### Exercise directions
Copy out the line bearing "Run with query: dark blurred background" and all the lines after it, to the very end of the material below, exactly as written.

### Data provided
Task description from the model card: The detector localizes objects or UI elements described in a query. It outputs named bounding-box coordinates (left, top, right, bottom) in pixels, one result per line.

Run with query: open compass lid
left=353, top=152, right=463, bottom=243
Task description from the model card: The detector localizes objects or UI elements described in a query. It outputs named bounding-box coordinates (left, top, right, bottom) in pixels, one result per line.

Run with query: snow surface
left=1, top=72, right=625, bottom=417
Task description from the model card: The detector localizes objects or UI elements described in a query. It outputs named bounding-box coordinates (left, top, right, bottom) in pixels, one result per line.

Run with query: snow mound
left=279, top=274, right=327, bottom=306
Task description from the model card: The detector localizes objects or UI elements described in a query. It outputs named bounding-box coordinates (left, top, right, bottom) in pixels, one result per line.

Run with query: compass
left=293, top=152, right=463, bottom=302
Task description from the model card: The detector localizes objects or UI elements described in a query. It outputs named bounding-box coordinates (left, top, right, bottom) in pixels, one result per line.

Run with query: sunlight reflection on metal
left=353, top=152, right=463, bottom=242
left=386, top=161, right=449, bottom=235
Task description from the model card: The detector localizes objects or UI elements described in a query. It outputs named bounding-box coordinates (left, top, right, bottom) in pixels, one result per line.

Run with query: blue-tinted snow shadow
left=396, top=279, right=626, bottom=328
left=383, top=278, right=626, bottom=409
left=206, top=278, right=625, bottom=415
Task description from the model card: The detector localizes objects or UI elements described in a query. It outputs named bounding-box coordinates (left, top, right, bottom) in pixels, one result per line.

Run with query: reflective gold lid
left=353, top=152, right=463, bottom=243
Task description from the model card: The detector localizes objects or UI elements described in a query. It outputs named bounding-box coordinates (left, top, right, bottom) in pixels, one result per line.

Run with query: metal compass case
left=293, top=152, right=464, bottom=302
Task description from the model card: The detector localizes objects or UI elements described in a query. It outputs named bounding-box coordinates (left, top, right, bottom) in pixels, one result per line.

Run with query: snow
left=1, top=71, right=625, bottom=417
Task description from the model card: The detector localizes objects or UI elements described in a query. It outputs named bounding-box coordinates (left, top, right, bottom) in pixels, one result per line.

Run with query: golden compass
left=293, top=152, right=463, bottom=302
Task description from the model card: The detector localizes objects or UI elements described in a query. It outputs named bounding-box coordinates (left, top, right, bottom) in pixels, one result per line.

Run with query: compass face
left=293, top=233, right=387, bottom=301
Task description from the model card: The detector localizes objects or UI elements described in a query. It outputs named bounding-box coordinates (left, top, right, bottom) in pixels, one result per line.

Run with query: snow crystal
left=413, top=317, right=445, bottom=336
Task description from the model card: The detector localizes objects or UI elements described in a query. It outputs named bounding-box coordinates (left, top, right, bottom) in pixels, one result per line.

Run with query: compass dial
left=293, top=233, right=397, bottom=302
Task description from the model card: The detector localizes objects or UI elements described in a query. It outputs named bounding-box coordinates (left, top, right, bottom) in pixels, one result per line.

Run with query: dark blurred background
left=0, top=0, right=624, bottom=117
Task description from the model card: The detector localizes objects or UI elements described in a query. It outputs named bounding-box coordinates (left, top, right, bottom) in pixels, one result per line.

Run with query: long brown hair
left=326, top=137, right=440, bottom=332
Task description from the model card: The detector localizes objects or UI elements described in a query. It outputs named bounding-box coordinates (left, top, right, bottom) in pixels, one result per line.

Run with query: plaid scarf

### Answer
Run with query: dark blurred background
left=0, top=0, right=624, bottom=117
Task description from the model card: The detector localizes objects or UI elements described in a query. It outputs named bounding-box coordinates (left, top, right, bottom) in pixels, one result per line.

Run with query: long brown hair
left=326, top=137, right=440, bottom=332
Task description from the model card: The detector localizes objects or UI elements described in a query. It outputs named bounding-box coordinates (left, top, right, bottom) in pixels, one result per line.

Run with query: plaid scarf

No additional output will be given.